— START —
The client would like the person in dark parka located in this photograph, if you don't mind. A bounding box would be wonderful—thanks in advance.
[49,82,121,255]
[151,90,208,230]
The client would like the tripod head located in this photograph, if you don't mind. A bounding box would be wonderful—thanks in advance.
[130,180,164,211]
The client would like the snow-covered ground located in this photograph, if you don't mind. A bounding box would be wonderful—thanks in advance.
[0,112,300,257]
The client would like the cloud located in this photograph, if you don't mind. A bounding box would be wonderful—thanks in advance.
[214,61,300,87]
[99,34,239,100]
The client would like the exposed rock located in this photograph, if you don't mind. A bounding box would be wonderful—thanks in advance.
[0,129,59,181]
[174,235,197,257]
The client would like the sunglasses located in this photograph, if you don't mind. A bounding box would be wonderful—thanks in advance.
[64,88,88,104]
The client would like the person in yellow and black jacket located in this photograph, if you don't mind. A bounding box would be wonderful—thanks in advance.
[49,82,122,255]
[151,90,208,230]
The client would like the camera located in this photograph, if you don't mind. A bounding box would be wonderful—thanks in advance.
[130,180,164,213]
— END —
Copy out the entire listing again, substituting "Our team" for "The client" everywhere it occurs and keeping all other text the same.

Our team would like the person in dark parka located in this photograph, if you don't mind. A bounding box would be wonderful—thanks in advance.
[49,82,121,255]
[151,90,208,230]
Our team would like the tripod head located in this photograph, if you don't mind. A bounding box would be wonderful—thanks in advance.
[130,180,164,211]
Our team would like the snow-covered ground located in this photograph, if you don't mind. A bounding box would be wonderful—thanks in advance.
[0,112,300,257]
Our team would like the cloud located in this photograph, if you don't mind. A bounding box would be wonderful—thanks in advance.
[214,61,300,87]
[99,34,239,100]
Our team would like the exposed rock located in this photograph, if you don't mind. A bounding box would be wonderful—thanks in advance.
[0,129,59,181]
[174,235,197,257]
Our team would like the sunglasses located in this photograph, if you don't mind. A bounding box would be wonderful—thanks in advance.
[64,88,88,104]
Our team would like the person in yellow and black jacket located in this photograph, if you don't mind. A bounding box would be wonderful—thanks in advance.
[49,82,122,255]
[151,90,208,230]
Our team would like the camera located in this photograph, if you don't mind. A bounding box would be wonderful—thanks in advance.
[130,180,164,213]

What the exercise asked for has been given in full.